**SELECTED EXCERPT**
# dog crying at night



## kelly (Jan 3, 2008)

my dalmation labrador x is 12 weeks old during the night he was in his crete in the living room, we have now moved him into our other dog's room (rottie doberman x 3yrs old) still in his crete at night, and he wont stop crying all night!! we've been ignoring him as felt he would settle ut it's now been a week and ive had little sleep. we did take him out back in the middle of the night just to make sure it wasnt that he needed to go to the toilet (he did go) but then continued to cry! we're off to buy a new bed for him to see if that helps but im concerned about leaving him out of his crete as he loves to eat everything in sight! 

any suggetstions?
kelly


----------



## bullyb (Nov 2, 2007)

kelly said:


> my dalmation labrador x is 12 weeks old during the night he was in his crete in the living room, we have now moved him into our other dog's room (rottie doberman x 3yrs old) still in his crete at night, and he wont stop crying all night!! we've been ignoring him as felt he would settle ut it's now been a week and ive had little sleep. we did take him out back in the middle of the night just to make sure it wasnt that he needed to go to the toilet (he did go) but then continued to cry! we're off to buy a new bed for him to see if that helps but im concerned about leaving him out of his crete as he loves to eat everything in sight!
> 
> any suggetstions?
> kelly


definately do NOT give up the crate training, you must nearly be there. a week is a long time, usually it should only take 3-5 days so keep it up. he wil eventually settle. i know its hard, i have bulldogs and both are crate trained, if they werent they would chew everything! do you crate him when you go to shops etc?


----------



## carol (Nov 2, 2007)

yep i agree with the other post dont give up 
and do carry on ignoring him otherwise hell learn if i cry you come down 
you could try the water bottle 
fill up a bottle and when he starts come down dont say a thing and squeeze some on him then walk off
sounds bad but it not.

**STATED GOAL A**
List every dog breed named in the thread about a puppy crying at night, spelled as the thread spells them.

**SOURCE DATA**
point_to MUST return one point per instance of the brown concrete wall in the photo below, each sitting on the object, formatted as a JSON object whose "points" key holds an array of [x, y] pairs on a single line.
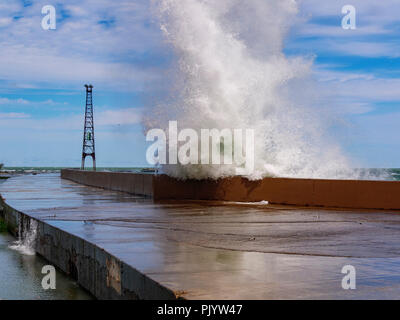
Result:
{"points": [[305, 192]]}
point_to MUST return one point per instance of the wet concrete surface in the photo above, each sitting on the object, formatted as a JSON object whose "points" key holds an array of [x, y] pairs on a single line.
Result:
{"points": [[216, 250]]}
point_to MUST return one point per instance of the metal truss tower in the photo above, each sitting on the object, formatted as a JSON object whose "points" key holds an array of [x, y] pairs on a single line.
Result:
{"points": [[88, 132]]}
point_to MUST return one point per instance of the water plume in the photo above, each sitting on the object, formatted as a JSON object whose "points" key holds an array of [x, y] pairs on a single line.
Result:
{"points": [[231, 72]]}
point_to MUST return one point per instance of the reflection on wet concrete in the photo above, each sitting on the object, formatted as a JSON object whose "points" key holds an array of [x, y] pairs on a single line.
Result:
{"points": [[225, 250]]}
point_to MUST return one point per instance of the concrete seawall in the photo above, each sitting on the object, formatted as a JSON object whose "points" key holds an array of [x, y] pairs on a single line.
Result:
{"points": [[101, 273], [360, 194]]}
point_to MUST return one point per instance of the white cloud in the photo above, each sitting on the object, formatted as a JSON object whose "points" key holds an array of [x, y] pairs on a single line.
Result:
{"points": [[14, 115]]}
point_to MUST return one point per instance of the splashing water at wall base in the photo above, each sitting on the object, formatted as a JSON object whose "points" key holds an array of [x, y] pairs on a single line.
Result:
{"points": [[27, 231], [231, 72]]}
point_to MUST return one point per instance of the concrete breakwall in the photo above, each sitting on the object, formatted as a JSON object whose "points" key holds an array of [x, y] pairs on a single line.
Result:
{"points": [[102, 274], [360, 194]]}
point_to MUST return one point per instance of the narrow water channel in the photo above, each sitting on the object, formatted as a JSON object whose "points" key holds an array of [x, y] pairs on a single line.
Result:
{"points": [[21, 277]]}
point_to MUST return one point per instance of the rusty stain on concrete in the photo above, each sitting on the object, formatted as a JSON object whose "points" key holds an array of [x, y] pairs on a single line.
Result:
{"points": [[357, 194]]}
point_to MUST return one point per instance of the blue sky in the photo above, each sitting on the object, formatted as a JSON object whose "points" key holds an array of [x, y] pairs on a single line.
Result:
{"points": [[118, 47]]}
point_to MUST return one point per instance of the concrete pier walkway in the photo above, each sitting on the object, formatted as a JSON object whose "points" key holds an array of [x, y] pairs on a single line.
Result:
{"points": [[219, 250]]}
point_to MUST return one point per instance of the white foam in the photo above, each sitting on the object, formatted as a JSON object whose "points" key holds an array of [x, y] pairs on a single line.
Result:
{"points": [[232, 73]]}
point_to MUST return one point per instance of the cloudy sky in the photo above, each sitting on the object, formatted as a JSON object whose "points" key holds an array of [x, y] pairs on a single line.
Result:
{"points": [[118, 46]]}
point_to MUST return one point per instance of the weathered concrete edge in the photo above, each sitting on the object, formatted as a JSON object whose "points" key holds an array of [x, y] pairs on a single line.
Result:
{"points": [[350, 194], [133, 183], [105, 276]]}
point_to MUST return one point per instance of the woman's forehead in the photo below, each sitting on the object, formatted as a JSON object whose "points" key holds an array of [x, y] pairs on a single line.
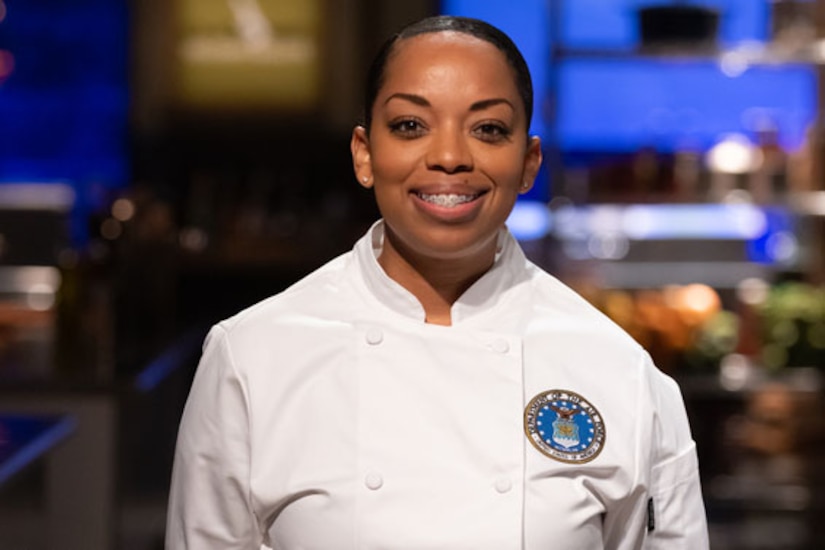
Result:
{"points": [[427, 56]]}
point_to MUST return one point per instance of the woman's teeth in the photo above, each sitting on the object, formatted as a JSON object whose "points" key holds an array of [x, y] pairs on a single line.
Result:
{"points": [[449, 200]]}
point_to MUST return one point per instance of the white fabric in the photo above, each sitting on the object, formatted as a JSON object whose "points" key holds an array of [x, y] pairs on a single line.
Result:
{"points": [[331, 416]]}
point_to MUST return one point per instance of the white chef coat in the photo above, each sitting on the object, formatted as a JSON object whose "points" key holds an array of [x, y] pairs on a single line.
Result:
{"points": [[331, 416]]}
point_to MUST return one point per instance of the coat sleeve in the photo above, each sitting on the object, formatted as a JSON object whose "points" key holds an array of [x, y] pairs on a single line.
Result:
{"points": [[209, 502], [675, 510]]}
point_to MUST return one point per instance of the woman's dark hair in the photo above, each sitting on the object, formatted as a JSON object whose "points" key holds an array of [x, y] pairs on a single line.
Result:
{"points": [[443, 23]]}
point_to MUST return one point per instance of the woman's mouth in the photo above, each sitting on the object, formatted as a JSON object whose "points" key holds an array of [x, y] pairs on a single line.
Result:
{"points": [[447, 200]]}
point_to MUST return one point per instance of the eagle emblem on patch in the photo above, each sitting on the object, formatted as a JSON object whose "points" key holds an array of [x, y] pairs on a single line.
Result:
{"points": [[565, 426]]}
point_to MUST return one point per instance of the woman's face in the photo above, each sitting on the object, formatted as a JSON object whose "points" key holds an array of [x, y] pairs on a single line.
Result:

**STATED GOAL B**
Please identify each line in the records that contains the string "coat". Case counts.

**CORRECT OUTPUT A**
dalmation
labrador
rottie
doberman
bulldogs

**CORRECT OUTPUT B**
point_to MUST return one point per instance of the white chef coat in the photo above, each sitting on the object, formatted as a JSON object whose "points" key holds an array of [x, y] pairs on a single line.
point_to MUST return one point per instance of the coat sleeve in the photo above, each sitting on the object, formatted as a JSON object whose "points" key holds an array of [x, y] pairs on a single line.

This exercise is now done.